┌──

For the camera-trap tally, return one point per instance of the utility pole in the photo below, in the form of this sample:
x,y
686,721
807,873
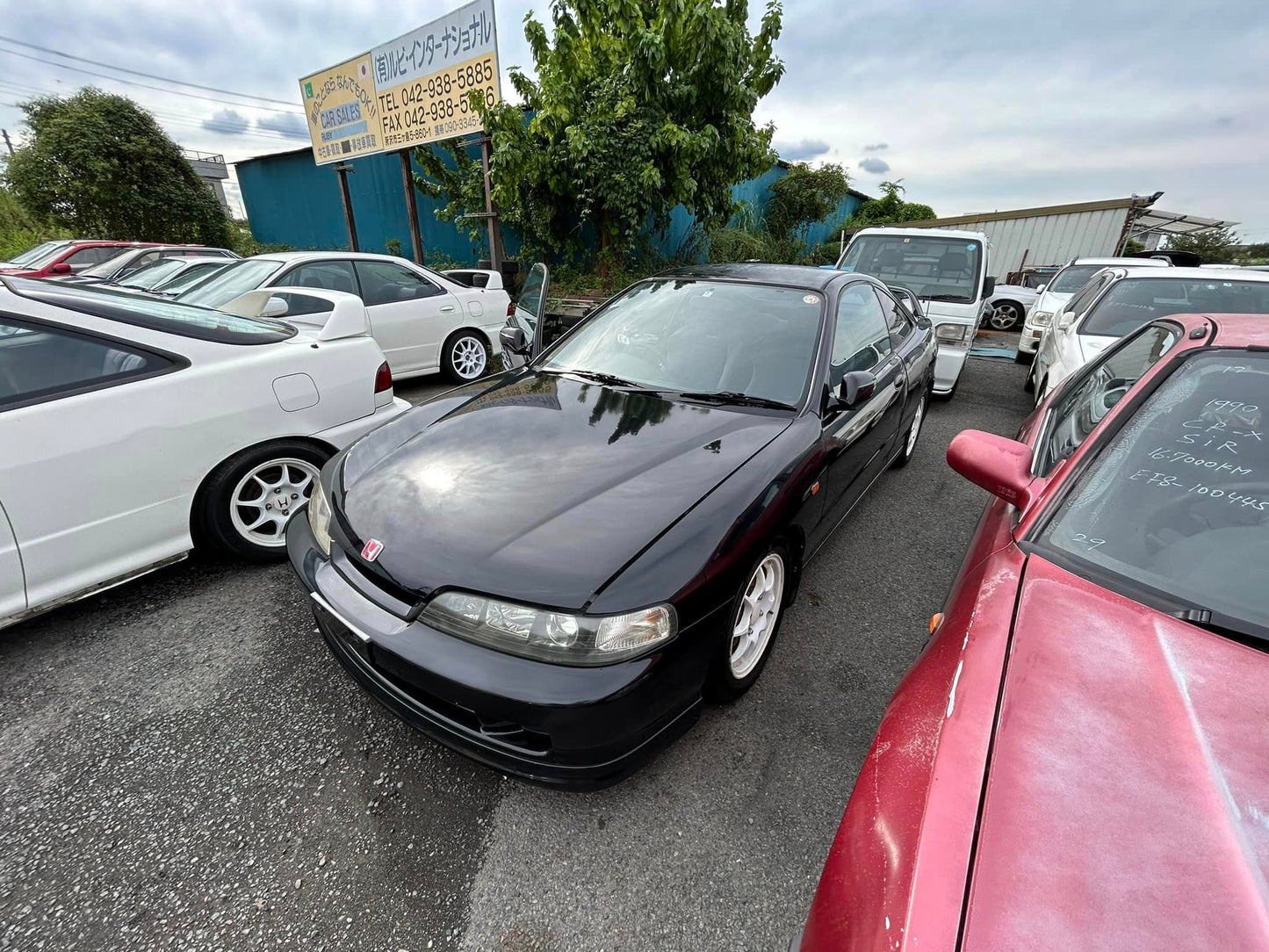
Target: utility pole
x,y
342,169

└──

PROBLEM STATEMENT>
Reproduce the material above word for word, leaving out any picture.

EXPECTED OUTPUT>
For the camera-trap tally, return one point per instance of the utility pole in the photo below, in the form of this sample:
x,y
686,721
807,873
Target: utility pole
x,y
342,169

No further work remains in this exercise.